§ **PROBLEM 1**: Reproduce the listing from the line containing "If it's not too much trouble, could you box the eyeglasses" through the line containing "[374,230,480,527]", both included, with the requests kept and every bounding-box coordinate in the answers offset by 136. Return only those lines.

§ **DOCUMENT EXCERPT**:
* start *

The trial of a warlord, a test for the new government
Despite four public protests, petitions and multiple calls for his release, warlord-turned-opponent to the former regime, Musa Hilal, remains in prison. The continual incarceration of Hilal is illegal, according to the Darfur Lawyers’ Bar Association, and could prove a litmus test for the new Sudanese government that has pledged judicial reform and upholding jurisprudence.
So far, the test is not proving positive. On Monday, a military court in Khartoum refused entry to four of Hilal’s lawyers, according to news reports. The trial is expected to resume next week after delays in bringing the defendants to court. This month is the first time relatives and supporters have been made aware of the trial of Hilal and his colleagues, after multiple calls for their release.

* end *

§ **PROVIDED RECORDS**:
* start *

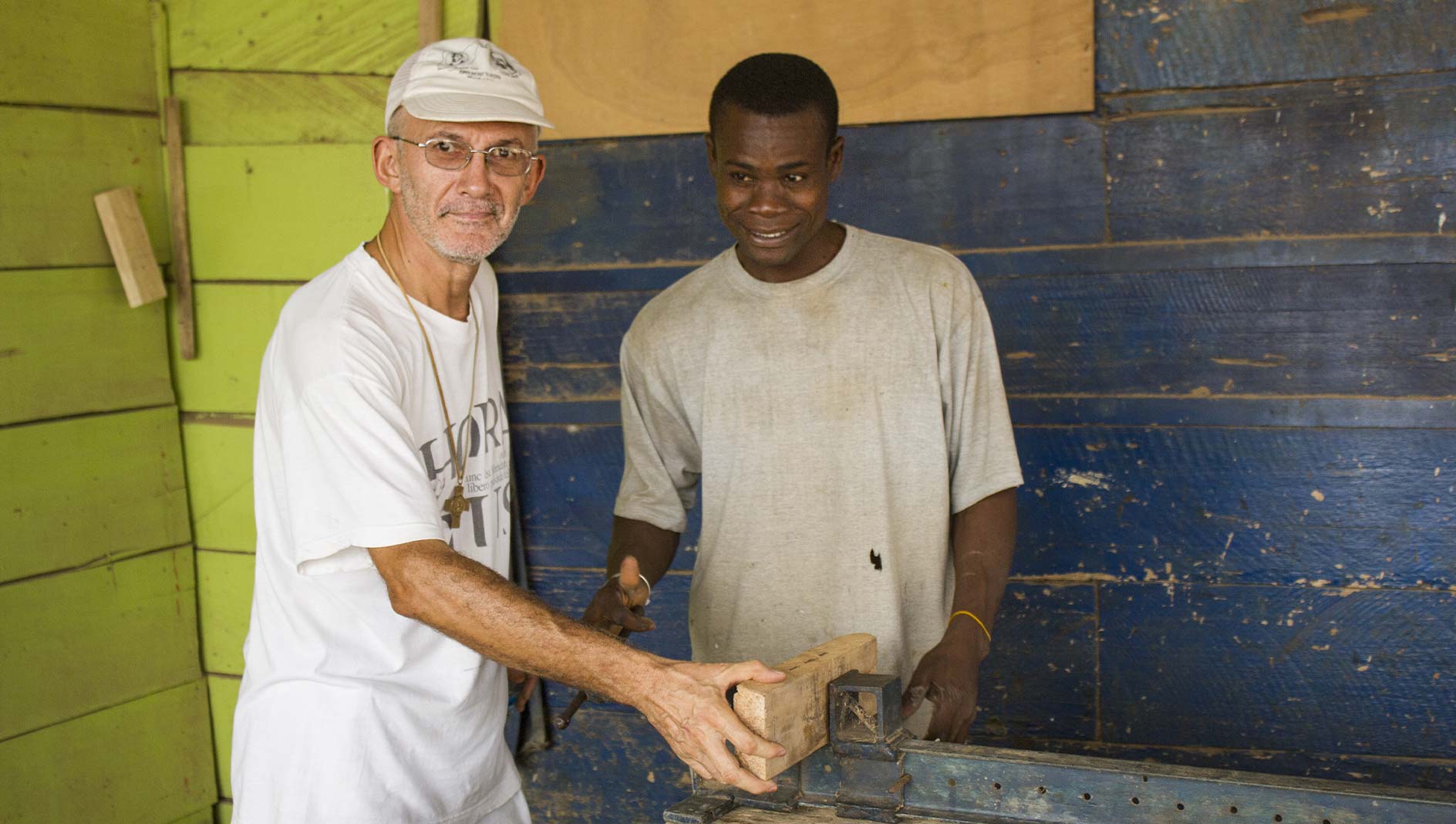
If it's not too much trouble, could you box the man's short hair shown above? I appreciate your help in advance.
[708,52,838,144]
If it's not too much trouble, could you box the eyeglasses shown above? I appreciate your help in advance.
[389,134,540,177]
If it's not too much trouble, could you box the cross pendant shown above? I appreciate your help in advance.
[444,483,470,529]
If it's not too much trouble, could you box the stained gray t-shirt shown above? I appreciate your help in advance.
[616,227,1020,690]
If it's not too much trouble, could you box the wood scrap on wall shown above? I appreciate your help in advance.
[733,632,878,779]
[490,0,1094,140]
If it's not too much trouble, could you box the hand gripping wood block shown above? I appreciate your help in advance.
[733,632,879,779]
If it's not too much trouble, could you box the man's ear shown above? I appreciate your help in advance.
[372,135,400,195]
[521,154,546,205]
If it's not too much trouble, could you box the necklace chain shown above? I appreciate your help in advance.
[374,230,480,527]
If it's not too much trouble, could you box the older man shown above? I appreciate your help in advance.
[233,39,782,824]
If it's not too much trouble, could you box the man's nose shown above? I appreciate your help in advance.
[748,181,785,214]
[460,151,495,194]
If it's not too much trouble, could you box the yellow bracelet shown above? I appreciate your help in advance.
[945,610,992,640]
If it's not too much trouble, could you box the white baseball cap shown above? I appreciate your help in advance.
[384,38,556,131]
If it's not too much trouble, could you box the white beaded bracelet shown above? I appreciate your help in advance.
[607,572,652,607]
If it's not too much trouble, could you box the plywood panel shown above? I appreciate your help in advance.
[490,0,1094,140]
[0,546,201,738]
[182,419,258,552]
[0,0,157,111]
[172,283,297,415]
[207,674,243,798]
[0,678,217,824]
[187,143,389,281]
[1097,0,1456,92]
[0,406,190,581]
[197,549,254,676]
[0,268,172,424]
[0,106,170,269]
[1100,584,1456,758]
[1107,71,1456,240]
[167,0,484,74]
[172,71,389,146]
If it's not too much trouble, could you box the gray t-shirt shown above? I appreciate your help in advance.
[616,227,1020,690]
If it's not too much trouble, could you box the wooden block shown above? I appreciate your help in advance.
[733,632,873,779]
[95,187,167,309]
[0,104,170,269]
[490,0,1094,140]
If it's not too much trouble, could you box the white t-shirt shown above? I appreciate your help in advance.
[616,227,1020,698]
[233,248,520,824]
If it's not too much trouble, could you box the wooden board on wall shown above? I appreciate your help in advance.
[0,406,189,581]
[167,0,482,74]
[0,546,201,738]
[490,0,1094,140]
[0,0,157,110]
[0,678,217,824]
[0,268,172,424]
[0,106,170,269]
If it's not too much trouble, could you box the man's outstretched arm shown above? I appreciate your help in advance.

* end *

§ **PROBLEM 2**: List the forms of pressure for Hilal's release that the article on his trial names in its opening sentence.

§ **TASK RESPONSE 1**:
If it's not too much trouble, could you box the eyeglasses shown above? I appreciate your help in advance.
[525,270,676,313]
If it's not too much trouble, could you box the cross pendant shown above? I appreciate your help in advance.
[580,619,606,665]
If it's not too much trouble, could you box the stained gray t-shirt shown above? I appreciate your help in advance.
[752,363,1156,826]
If it's not too much trouble, could you box the wood scrap on wall shown above? I appreciate your help in advance.
[869,768,1014,915]
[626,136,1230,276]
If it's not too much trouble, could you box the hand gripping wood block shown above? I appreciate your help in advance.
[869,768,1015,915]
If it's not too much trouble, could you box the man's ear shown above? I appreciate your help in advance.
[508,271,536,331]
[657,290,682,341]
If it's not too much trouble, could you box the necklace chain shown above? I appreciate your help in advance.
[510,366,616,663]

§ **TASK RESPONSE 2**:
- Four public protests
- Petitions
- Multiple calls for his release